*Your objective:*
Can you retype the listing below word for word, from its very beginning down through the line containing "negative clicks: (405, 1051)", including that line? Leave the picture out of your answer.
*** Excerpted records ***
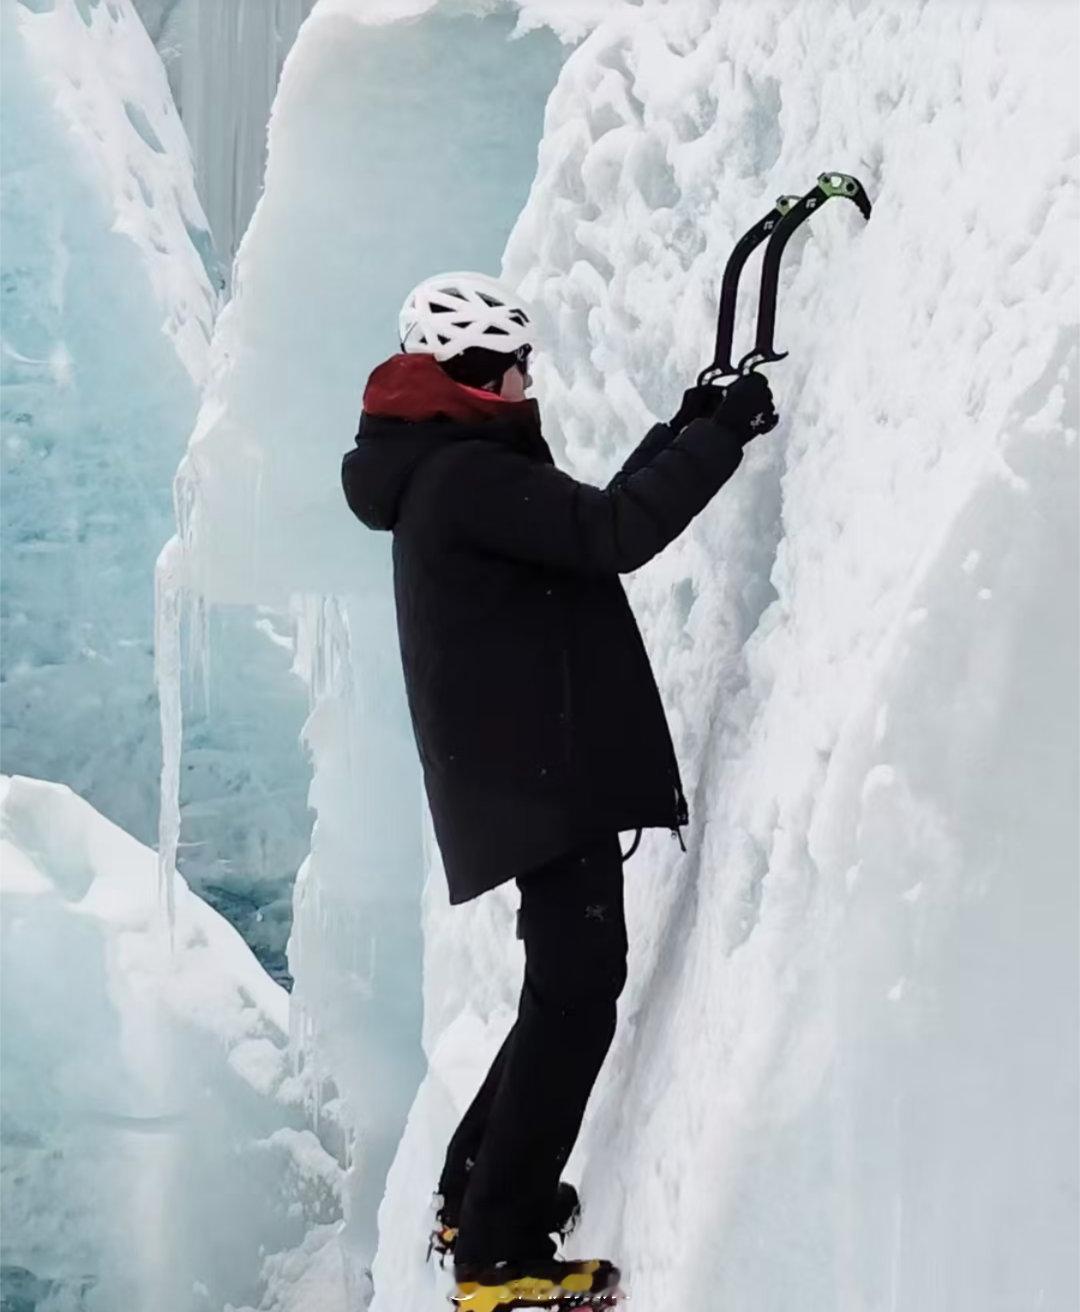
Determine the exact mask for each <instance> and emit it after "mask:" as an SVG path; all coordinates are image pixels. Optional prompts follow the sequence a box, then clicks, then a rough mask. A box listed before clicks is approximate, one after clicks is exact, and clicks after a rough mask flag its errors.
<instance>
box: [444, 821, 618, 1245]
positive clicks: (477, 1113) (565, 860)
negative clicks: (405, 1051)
mask: <svg viewBox="0 0 1080 1312" xmlns="http://www.w3.org/2000/svg"><path fill="white" fill-rule="evenodd" d="M517 884H518V888H520V890H521V916H520V920H518V926H520V929H518V933H520V935H521V937H522V938H524V941H525V984H524V987H522V991H521V1001H520V1004H518V1013H517V1021H516V1022H514V1025H513V1029H512V1030H510V1033H509V1034H508V1035H507V1039H505V1042H504V1043H503V1047H501V1048H500V1050H499V1054H497V1056H496V1057H495V1061H493V1063H492V1067H491V1071H489V1072H488V1075H487V1078H486V1080H484V1082H483V1086H482V1088H480V1092H479V1093H478V1094H476V1097H475V1099H474V1101H472V1105H471V1106H470V1109H468V1111H467V1113H466V1114H465V1118H463V1120H462V1123H461V1126H459V1127H458V1130H457V1132H455V1134H454V1138H453V1139H451V1141H450V1147H449V1149H447V1153H446V1165H445V1168H444V1172H442V1179H441V1182H440V1193H441V1194H442V1197H444V1199H446V1202H447V1203H449V1204H450V1211H451V1212H453V1211H454V1210H455V1207H454V1204H455V1203H457V1200H458V1199H461V1212H459V1223H458V1224H459V1233H458V1241H457V1249H455V1262H459V1263H466V1262H467V1263H488V1262H497V1261H508V1260H520V1258H524V1257H551V1256H552V1254H554V1252H555V1248H554V1244H552V1242H551V1240H550V1237H549V1233H547V1232H549V1224H550V1218H551V1212H552V1206H554V1199H555V1191H556V1189H558V1183H559V1176H560V1173H562V1169H563V1166H564V1165H566V1161H567V1158H568V1157H570V1151H571V1148H572V1147H573V1143H575V1140H576V1138H577V1132H579V1130H580V1128H581V1119H583V1117H584V1114H585V1105H587V1103H588V1101H589V1094H591V1093H592V1088H593V1084H594V1082H596V1077H597V1075H598V1073H600V1068H601V1065H602V1064H604V1059H605V1056H606V1055H608V1050H609V1047H610V1046H612V1038H613V1036H614V1033H615V1000H617V998H618V996H619V993H621V992H622V988H623V985H625V983H626V920H625V917H623V903H622V858H621V851H619V841H618V834H615V833H612V834H609V836H606V837H604V838H600V840H594V841H591V842H588V844H585V845H583V846H580V848H576V849H575V850H573V851H570V853H567V854H566V855H563V857H559V858H558V859H555V861H552V862H549V863H547V865H546V866H541V867H539V869H538V870H534V871H530V872H529V874H528V875H522V876H521V878H520V879H518V880H517Z"/></svg>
*** End of Excerpted records ***
*Response below:*
Determine the exact mask for each <instance> and emit it after "mask:" as an SVG path; all coordinates are image pixels. Optional prompts follow the sequence a box, then clicks, then a rough mask. A box listed before clicks is approximate, one after clicks is exact, and clicks after a rough mask flag its errors.
<instance>
box: [444, 821, 618, 1245]
positive clicks: (477, 1113) (565, 860)
negative clicks: (405, 1051)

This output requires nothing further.